## ZADANIE DO WYKONANIA
Przepisz wiernie wszystkie poniższe dane, od pierwszego do ostatniego wiersza. Obrazy pomiń w odpowiedzi.
****************
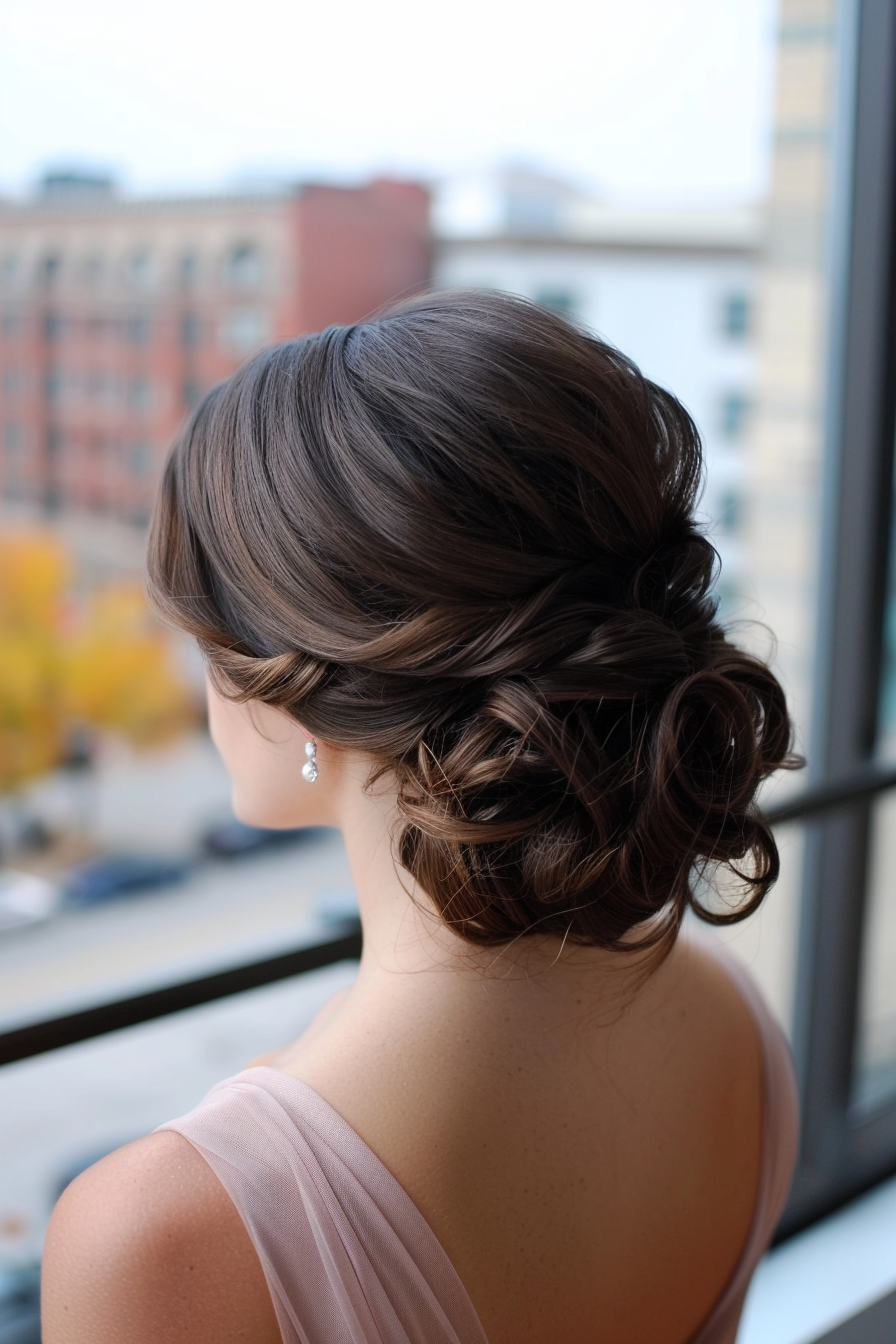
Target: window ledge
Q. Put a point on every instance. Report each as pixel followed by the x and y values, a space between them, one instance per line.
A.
pixel 810 1288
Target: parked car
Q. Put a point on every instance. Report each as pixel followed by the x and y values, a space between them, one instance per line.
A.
pixel 120 875
pixel 19 1304
pixel 26 899
pixel 230 839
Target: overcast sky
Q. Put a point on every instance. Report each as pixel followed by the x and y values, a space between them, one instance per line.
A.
pixel 666 100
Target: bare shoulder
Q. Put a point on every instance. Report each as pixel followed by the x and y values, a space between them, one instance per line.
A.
pixel 147 1247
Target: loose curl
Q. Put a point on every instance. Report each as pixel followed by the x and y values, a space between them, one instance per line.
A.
pixel 460 538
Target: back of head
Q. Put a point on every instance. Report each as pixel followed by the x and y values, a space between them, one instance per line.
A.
pixel 460 538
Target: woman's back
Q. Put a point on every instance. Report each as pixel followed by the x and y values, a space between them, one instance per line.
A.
pixel 598 1178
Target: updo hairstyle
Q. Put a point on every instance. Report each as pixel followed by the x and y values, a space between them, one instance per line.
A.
pixel 460 538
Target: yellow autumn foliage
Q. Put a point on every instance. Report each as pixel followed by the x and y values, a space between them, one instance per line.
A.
pixel 66 664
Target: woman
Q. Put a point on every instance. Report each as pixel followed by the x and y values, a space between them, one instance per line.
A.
pixel 446 575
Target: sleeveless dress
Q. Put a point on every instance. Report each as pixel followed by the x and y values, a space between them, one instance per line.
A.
pixel 347 1254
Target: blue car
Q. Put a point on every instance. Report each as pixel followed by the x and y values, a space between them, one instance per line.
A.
pixel 120 875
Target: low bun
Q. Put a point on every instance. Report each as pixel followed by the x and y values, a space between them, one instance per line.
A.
pixel 460 539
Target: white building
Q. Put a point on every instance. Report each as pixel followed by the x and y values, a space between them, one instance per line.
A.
pixel 670 288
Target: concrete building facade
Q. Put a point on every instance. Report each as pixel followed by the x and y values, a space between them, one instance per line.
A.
pixel 116 316
pixel 673 289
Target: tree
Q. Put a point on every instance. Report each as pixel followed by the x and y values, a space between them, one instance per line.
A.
pixel 69 663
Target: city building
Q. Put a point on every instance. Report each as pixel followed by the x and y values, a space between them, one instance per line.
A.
pixel 675 289
pixel 117 315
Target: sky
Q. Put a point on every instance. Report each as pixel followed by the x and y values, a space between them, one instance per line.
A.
pixel 640 100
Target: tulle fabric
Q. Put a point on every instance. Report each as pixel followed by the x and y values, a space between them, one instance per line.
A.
pixel 347 1254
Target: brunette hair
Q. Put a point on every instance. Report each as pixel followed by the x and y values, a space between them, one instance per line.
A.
pixel 460 538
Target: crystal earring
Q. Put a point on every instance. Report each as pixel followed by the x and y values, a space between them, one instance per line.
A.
pixel 309 769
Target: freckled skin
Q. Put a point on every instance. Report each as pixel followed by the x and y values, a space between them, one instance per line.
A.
pixel 567 1125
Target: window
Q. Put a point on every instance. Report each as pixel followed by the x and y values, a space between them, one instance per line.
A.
pixel 50 269
pixel 245 266
pixel 245 331
pixel 54 327
pixel 94 269
pixel 141 269
pixel 730 511
pixel 140 395
pixel 140 461
pixel 191 331
pixel 735 315
pixel 139 329
pixel 734 411
pixel 556 297
pixel 188 269
pixel 10 270
pixel 14 438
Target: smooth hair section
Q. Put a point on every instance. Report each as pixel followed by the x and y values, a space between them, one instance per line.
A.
pixel 460 538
****************
## WZORCOWA ODPOWIEDŹ
Target: window ledge
Q. Put a point on every instance. Report each as pixel followed by the x and y values, a space between them, one instance per line.
A.
pixel 810 1288
Target: parked car
Q. Put a point on every instance. Report each as pixel followed by the x and y values, a space between them, one instance per line.
A.
pixel 120 875
pixel 19 1304
pixel 26 899
pixel 230 839
Target: overcast sky
Q. Put a point on every instance. Report each as pixel followed by the x and y values, a space between them, one instance per line.
A.
pixel 666 100
Target: bare shoulder
Q. Put a point on every instance. Report each as pixel followed by the x and y values, a space between them, one instance per line.
A.
pixel 147 1247
Target: loose curl
Q. Put a point on every instance. Report each as pixel followed by the x and y values, a space between them, one instance per line.
A.
pixel 460 538
Target: back of head
Q. Put a point on every instance. Report each as pixel followed by the x and y values, a space between them, one instance per line.
A.
pixel 460 538
Target: woman's back
Q. Put a point on every instance. Report each as pixel followed by the x and y values, a space between them, one instance per line.
A.
pixel 598 1178
Target: updo hairstyle
Q. Put a point on every instance. Report each as pixel followed by the x and y values, a space between them, one instance per line.
A.
pixel 460 538
Target: yellow autumn foliage
Q. Put a point on every instance. Report each as pixel followed by the x and y values, a space between them, one instance per line.
A.
pixel 66 664
Target: woman
Q. Put a point on every instance. Report each as pixel followed by the x and y values, a space between them, one instance per line.
A.
pixel 446 575
Target: sleeveless dress
Q. Put a point on every instance. Report each as pixel followed by the x and y values, a space between them, one instance per line.
A.
pixel 347 1254
Target: blue car
Q. Put a point on every instance. Report each as pixel followed by the x and y values, a space between them, one instance per line.
A.
pixel 120 875
Target: low bun
Q. Put a point on every instance. Report each as pixel followed by the x and y values, a space between them, one instance per line.
A.
pixel 460 539
Target: white building
Q. Put a point on every instance. Report each as pixel followed by the x and y values, a space between them, one instance per line.
A.
pixel 670 288
Target: concrete building facade
Q. Put a point on every instance. Report each as pixel followed by the x and y values, a space between them, one instance per line.
A.
pixel 116 316
pixel 673 289
Target: tree
Q. Put a point on every instance. Report each as pixel followed by the x and y values, a space between them, one instance per line.
A.
pixel 69 663
Target: city building
Q. Put a point on every instance. Report each as pixel followed by the x and y values, a space between them, one instance per line.
A.
pixel 675 289
pixel 117 315
Target: sky
Q. Put a point on every instance. Report each as pixel followed by the x and y values, a space between them, one instance per line.
A.
pixel 640 100
Target: tulle fabric
Q. Put a point on every instance. Report each as pixel followed by the x and y values, a space between them, one instance per line.
A.
pixel 347 1254
Target: brunette hair
Q. Put a point on every instance. Report each as pixel followed by the x and y values, a space between them, one instance per line.
A.
pixel 460 538
Target: crystal earring
Q. Put a point on every instance. Report each as pixel followed by the x and y values, a space between them, one instance per line.
A.
pixel 309 769
Target: freckled skin
Q. Put a point on every instance. Report each as pixel followed by the x and y values, a space between them, one instance per line.
A.
pixel 567 1125
Target: window
Q. Put a point on every instance. Report each as pixel followed by the x and y values, a space between them, one instance per line.
A.
pixel 50 269
pixel 245 266
pixel 245 331
pixel 54 327
pixel 94 269
pixel 141 269
pixel 730 511
pixel 140 395
pixel 140 461
pixel 191 331
pixel 735 315
pixel 139 329
pixel 734 411
pixel 556 297
pixel 188 269
pixel 10 270
pixel 14 438
Target: smooth hair section
Q. Put a point on every instance. Report each as pixel followed by the x and y values, a space between them, one instance per line.
A.
pixel 460 538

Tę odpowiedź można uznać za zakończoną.